- [EXERCISE TASK]: Print all the entries verbatim.

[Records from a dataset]
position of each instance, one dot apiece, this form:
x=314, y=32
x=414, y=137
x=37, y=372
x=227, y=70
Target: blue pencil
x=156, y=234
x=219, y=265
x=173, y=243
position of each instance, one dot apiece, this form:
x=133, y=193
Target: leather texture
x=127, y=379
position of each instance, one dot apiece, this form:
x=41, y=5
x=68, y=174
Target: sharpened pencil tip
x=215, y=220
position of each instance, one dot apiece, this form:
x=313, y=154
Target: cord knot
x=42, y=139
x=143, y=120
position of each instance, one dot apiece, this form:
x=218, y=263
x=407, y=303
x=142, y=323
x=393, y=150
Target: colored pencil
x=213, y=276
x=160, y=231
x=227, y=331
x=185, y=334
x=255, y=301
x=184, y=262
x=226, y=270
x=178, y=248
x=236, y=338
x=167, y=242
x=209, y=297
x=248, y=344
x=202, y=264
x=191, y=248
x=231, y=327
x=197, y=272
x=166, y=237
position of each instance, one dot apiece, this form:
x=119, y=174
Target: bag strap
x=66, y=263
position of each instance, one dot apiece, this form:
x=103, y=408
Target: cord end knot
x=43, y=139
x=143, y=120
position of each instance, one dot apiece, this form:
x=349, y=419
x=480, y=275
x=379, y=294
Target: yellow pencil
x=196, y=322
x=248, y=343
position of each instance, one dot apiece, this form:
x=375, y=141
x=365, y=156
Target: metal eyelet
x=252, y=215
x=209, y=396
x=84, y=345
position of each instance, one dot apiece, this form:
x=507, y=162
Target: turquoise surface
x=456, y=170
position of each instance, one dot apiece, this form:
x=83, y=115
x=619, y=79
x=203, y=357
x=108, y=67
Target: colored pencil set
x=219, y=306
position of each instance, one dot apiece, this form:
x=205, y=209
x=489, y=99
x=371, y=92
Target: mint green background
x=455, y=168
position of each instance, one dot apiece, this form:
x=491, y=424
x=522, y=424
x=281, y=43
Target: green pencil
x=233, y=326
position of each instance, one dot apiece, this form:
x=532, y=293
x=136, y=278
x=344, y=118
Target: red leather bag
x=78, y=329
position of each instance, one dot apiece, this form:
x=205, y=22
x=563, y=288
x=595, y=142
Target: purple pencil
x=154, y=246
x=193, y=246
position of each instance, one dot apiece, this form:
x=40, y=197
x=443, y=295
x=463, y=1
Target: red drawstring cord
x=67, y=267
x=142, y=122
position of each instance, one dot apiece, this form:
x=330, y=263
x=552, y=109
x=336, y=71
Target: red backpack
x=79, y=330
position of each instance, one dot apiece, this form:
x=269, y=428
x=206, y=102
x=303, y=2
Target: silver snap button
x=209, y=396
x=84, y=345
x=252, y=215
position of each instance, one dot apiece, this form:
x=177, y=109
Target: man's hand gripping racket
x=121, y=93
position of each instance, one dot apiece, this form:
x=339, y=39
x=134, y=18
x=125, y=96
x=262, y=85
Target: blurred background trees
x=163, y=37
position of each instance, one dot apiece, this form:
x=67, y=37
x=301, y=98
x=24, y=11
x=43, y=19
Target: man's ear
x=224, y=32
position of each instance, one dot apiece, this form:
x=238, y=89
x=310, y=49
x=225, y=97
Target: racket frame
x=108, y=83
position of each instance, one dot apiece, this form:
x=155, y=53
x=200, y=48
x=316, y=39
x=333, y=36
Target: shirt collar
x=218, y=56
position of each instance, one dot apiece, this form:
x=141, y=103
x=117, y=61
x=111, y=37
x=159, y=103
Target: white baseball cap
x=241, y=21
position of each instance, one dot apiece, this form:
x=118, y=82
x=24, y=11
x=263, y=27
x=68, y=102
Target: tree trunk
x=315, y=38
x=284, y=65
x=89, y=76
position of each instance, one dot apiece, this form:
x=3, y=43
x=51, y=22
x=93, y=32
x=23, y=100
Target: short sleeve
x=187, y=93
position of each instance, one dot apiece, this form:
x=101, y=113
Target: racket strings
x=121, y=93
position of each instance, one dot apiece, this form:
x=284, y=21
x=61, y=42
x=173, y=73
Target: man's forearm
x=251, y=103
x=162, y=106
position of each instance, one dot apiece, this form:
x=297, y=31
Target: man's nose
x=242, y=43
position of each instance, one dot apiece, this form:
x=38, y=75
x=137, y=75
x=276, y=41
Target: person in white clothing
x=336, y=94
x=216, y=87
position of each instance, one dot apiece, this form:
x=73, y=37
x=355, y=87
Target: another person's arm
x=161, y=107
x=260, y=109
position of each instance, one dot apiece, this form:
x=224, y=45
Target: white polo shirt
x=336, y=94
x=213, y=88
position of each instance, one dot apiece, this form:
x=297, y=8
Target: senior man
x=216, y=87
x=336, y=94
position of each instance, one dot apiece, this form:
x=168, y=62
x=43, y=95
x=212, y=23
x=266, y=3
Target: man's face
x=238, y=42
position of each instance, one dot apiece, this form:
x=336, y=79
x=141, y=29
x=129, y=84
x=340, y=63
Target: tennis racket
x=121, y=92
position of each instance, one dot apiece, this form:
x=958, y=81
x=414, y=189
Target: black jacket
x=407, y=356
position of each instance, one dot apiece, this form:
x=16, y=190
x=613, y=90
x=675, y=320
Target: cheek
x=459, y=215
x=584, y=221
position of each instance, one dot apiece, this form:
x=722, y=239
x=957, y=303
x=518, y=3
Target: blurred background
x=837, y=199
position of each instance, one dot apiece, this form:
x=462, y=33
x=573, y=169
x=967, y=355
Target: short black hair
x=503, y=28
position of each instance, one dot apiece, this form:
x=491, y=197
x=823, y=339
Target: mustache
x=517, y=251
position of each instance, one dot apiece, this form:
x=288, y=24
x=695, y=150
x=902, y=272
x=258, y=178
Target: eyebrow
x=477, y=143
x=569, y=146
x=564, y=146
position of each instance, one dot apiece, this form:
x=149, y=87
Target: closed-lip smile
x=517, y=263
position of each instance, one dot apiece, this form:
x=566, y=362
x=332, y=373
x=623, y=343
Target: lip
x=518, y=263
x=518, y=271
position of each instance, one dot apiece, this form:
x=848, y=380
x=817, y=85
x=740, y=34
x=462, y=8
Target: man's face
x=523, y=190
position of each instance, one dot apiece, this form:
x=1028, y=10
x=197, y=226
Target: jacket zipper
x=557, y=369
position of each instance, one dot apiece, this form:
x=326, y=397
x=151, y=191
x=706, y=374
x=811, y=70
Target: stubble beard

- [CORRECT RESULT]:
position of each instance, one dot apiece, this form:
x=314, y=32
x=414, y=137
x=37, y=372
x=227, y=70
Target: blue pencil
x=156, y=234
x=219, y=265
x=173, y=243
position of each instance, one dot apiece, this form:
x=133, y=193
Target: leather texture
x=127, y=379
position of each instance, one dot apiece, this form:
x=41, y=5
x=68, y=174
Target: sharpened pencil tip
x=215, y=220
position of each instance, one dot apiece, this form:
x=313, y=154
Target: cord knot
x=42, y=139
x=143, y=120
position of each instance, one dot apiece, this form:
x=218, y=263
x=407, y=303
x=142, y=323
x=393, y=150
Target: colored pencil
x=213, y=276
x=160, y=231
x=227, y=331
x=185, y=334
x=255, y=301
x=184, y=262
x=226, y=270
x=178, y=248
x=236, y=338
x=167, y=242
x=209, y=297
x=248, y=344
x=202, y=264
x=191, y=248
x=231, y=327
x=197, y=272
x=166, y=237
position of each instance, one dot apiece, this form:
x=119, y=174
Target: bag strap
x=66, y=263
position of each instance, one dot apiece, this form:
x=103, y=408
Target: cord end knot
x=43, y=139
x=143, y=120
position of each instance, one dot apiece, this form:
x=349, y=419
x=480, y=275
x=379, y=294
Target: yellow pencil
x=196, y=322
x=248, y=343
position of each instance, one dot apiece, this form:
x=375, y=141
x=365, y=156
Target: metal eyelet
x=252, y=215
x=209, y=396
x=84, y=345
position of each instance, one dot apiece, this form:
x=507, y=162
Target: turquoise surface
x=456, y=170
position of each instance, one dot apiece, this form:
x=83, y=115
x=619, y=79
x=203, y=357
x=108, y=67
Target: colored pencil set
x=219, y=306
position of each instance, one dot apiece, this form:
x=205, y=209
x=489, y=99
x=371, y=92
Target: mint green background
x=455, y=168
position of each instance, one dot apiece, this form:
x=491, y=424
x=522, y=424
x=281, y=43
Target: green pencil
x=233, y=326
position of each instance, one dot apiece, this form:
x=532, y=293
x=136, y=278
x=344, y=118
Target: red leather bag
x=78, y=329
position of each instance, one dot apiece, this form:
x=205, y=22
x=563, y=288
x=595, y=142
Target: purple pencil
x=154, y=246
x=193, y=246
position of each instance, one dot apiece, this form:
x=40, y=197
x=443, y=295
x=463, y=1
Target: red drawstring cord
x=67, y=267
x=142, y=122
position of each instance, one dot apiece, this form:
x=330, y=263
x=552, y=109
x=336, y=71
Target: red backpack
x=79, y=330
position of each instance, one dot apiece, this form:
x=269, y=428
x=206, y=102
x=303, y=2
Target: silver snap button
x=209, y=396
x=84, y=345
x=252, y=215
position of each instance, one dot apiece, this form:
x=177, y=109
Target: man's hand gripping racket
x=121, y=93
position of each instance, one dot apiece, this form:
x=339, y=39
x=134, y=18
x=125, y=96
x=262, y=85
Target: blurred background trees
x=163, y=37
position of each instance, one dot apiece, this form:
x=67, y=37
x=301, y=98
x=24, y=11
x=43, y=19
Target: man's ear
x=224, y=32
position of each instance, one dot apiece, this form:
x=238, y=89
x=310, y=49
x=225, y=97
Target: racket frame
x=108, y=83
position of each instance, one dot apiece, this form:
x=155, y=53
x=200, y=48
x=316, y=39
x=333, y=36
Target: shirt collar
x=218, y=56
position of each instance, one dot apiece, this form:
x=141, y=103
x=117, y=61
x=111, y=37
x=159, y=103
Target: white baseball cap
x=241, y=21
position of each instance, one dot apiece, this form:
x=118, y=82
x=24, y=11
x=263, y=27
x=68, y=102
Target: tree trunk
x=315, y=38
x=284, y=65
x=89, y=76
position of each instance, one dot apiece, this form:
x=3, y=43
x=51, y=22
x=93, y=32
x=23, y=100
Target: short sleeve
x=187, y=93
position of each instance, one dot apiece, this form:
x=101, y=113
Target: racket strings
x=121, y=93
position of each instance, one dot apiece, this form:
x=284, y=21
x=61, y=42
x=173, y=73
Target: man's forearm
x=251, y=103
x=162, y=106
position of each instance, one dot apiece, this form:
x=297, y=31
Target: man's nose
x=242, y=43
position of each instance, one dot apiece, this form:
x=38, y=75
x=137, y=75
x=276, y=41
Target: person in white clothing
x=336, y=94
x=216, y=87
position of each instance, one dot apiece, this form:
x=73, y=37
x=355, y=87
Target: another person's arm
x=161, y=107
x=260, y=109
position of each instance, one dot apiece, this form:
x=224, y=45
Target: white polo shirt
x=336, y=94
x=213, y=88
position of each instance, one dot apiece, this form:
x=297, y=8
Target: senior man
x=216, y=87
x=336, y=94
position of each instance, one dot apiece, this form:
x=168, y=62
x=43, y=95
x=212, y=23
x=266, y=3
Target: man's face
x=238, y=42
position of each instance, one dot apiece, this form:
x=336, y=79
x=141, y=29
x=129, y=84
x=340, y=63
Target: tennis racket
x=121, y=92
position of each instance, one dot apiece, this form:
x=958, y=81
x=414, y=189
Target: black jacket
x=407, y=356
position of each instance, one dot apiece, this form:
x=16, y=190
x=613, y=90
x=675, y=320
Target: cheek
x=459, y=215
x=584, y=221
position of each instance, one dot apiece, this form:
x=722, y=239
x=957, y=303
x=518, y=3
Target: blurred background
x=837, y=199
position of each instance, one dot apiece, this form:
x=462, y=33
x=573, y=169
x=967, y=355
Target: short black hair
x=503, y=28
position of each instance, one dot apiece, this form:
x=491, y=197
x=823, y=339
Target: mustache
x=517, y=251
position of each instance, one dot apiece, this form:
x=288, y=24
x=695, y=150
x=902, y=272
x=258, y=178
Target: eyebrow
x=477, y=143
x=569, y=146
x=564, y=146
position of each instance, one dot apiece, this form:
x=149, y=87
Target: closed-lip smile
x=517, y=263
position of each instance, one dot apiece, this form:
x=566, y=362
x=332, y=373
x=623, y=343
Target: lip
x=518, y=263
x=518, y=271
position of each instance, one dot apiece, this form:
x=848, y=380
x=817, y=85
x=740, y=34
x=462, y=8
Target: man's face
x=523, y=190
position of each instance, one dot apiece, this form:
x=1028, y=10
x=197, y=226
Target: jacket zipper
x=557, y=369
position of each instance, one dot apiece, this form:
x=326, y=397
x=151, y=191
x=706, y=374
x=811, y=70
Target: stubble beard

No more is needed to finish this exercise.